> Exercise instructions
Reproduce the rows below verbatim, from the first line through the line containing "(131, 27), (150, 58)", with both of those lines included. Leave the pictures out of your answer.

■ ■ ■ ■ ■ ■ ■

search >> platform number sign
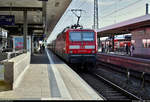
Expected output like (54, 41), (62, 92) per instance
(0, 15), (15, 26)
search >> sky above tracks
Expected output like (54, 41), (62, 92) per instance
(48, 0), (150, 42)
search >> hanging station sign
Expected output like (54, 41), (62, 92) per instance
(0, 15), (15, 26)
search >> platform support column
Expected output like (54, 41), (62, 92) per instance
(23, 11), (28, 52)
(141, 72), (145, 89)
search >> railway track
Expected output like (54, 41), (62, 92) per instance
(79, 73), (142, 100)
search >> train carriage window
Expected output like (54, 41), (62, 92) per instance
(142, 39), (150, 48)
(69, 32), (82, 41)
(69, 31), (94, 41)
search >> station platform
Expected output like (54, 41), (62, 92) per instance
(0, 49), (103, 100)
(97, 53), (150, 74)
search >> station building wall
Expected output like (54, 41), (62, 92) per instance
(131, 27), (150, 58)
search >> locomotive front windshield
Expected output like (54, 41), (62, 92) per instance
(69, 31), (94, 41)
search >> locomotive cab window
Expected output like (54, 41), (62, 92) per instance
(69, 32), (94, 41)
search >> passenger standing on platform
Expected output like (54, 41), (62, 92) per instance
(125, 44), (129, 54)
(102, 44), (104, 52)
(130, 44), (134, 56)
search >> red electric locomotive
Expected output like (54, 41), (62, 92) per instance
(50, 28), (97, 69)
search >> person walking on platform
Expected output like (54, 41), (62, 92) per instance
(130, 44), (134, 56)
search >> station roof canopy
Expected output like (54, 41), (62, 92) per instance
(0, 0), (72, 38)
(97, 14), (150, 37)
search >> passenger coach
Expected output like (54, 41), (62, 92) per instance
(50, 29), (97, 69)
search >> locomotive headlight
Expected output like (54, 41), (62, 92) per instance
(85, 45), (95, 49)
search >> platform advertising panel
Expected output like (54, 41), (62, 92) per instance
(0, 15), (15, 25)
(13, 36), (31, 51)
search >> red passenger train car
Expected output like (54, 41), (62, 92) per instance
(49, 28), (97, 69)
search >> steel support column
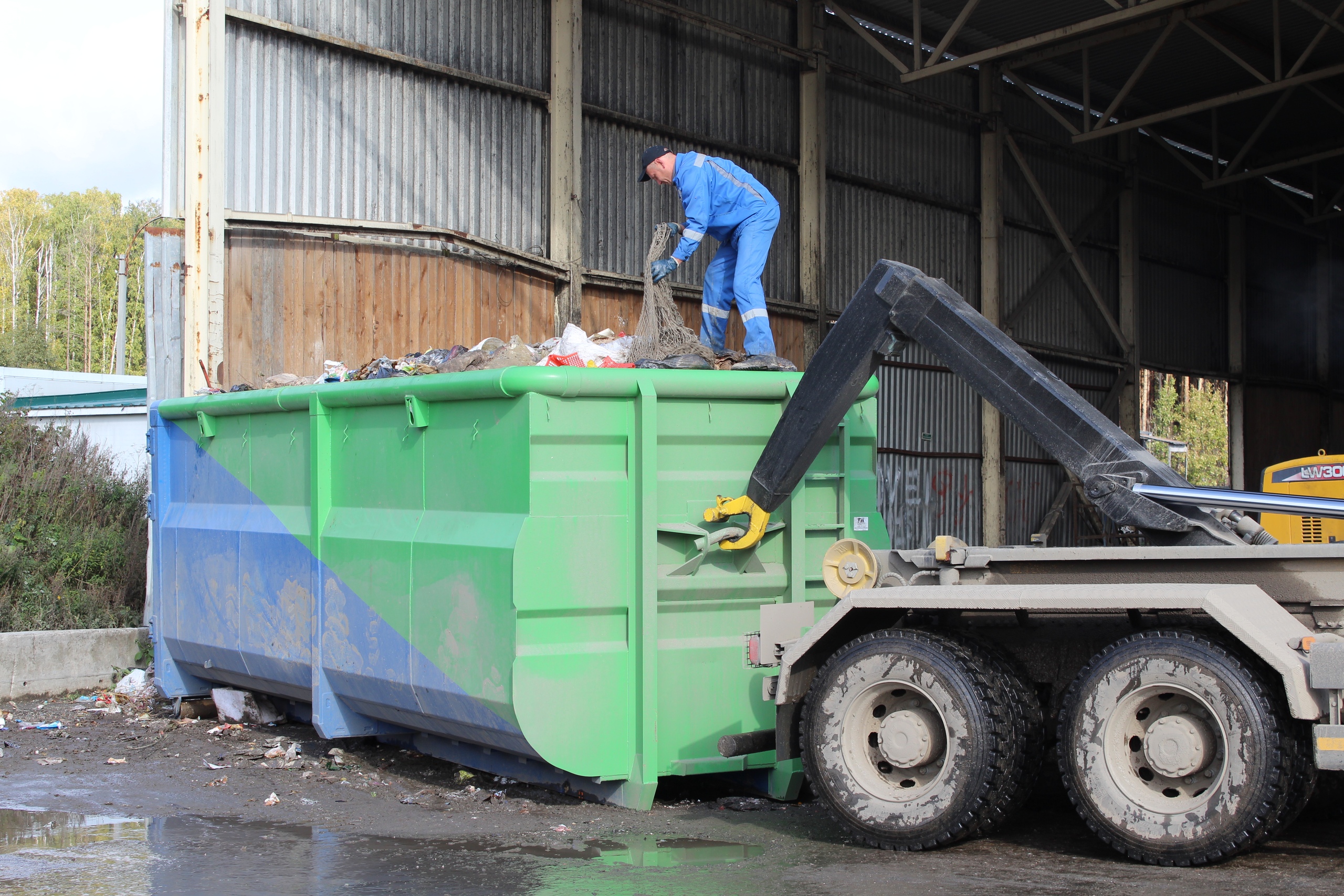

■ ■ ■ ■ ■ ■ ■

> Solution to the problem
search >> platform number sign
Expected output like (54, 41), (62, 92) per instance
(0, 15), (15, 26)
search >> sky above tracks
Expected output like (54, 41), (62, 92) per instance
(48, 0), (150, 42)
search >> hanging station sign
Expected output like (54, 41), (62, 92) per instance
(0, 15), (15, 26)
search >> platform support column
Expected output like (54, 41), (62, 92) per instance
(23, 11), (28, 52)
(141, 72), (145, 89)
search >> railway track
Expected output like (54, 41), (62, 92) per instance
(79, 73), (142, 100)
search >> train carriage window
Expected output like (54, 41), (62, 92) per instance
(142, 39), (150, 48)
(69, 32), (82, 41)
(69, 31), (94, 41)
search >> station platform
Expected output like (54, 41), (62, 92) per instance
(0, 49), (103, 100)
(97, 53), (150, 74)
search >> station building wall
Expected output like (54, 41), (62, 92) per instance
(131, 27), (150, 58)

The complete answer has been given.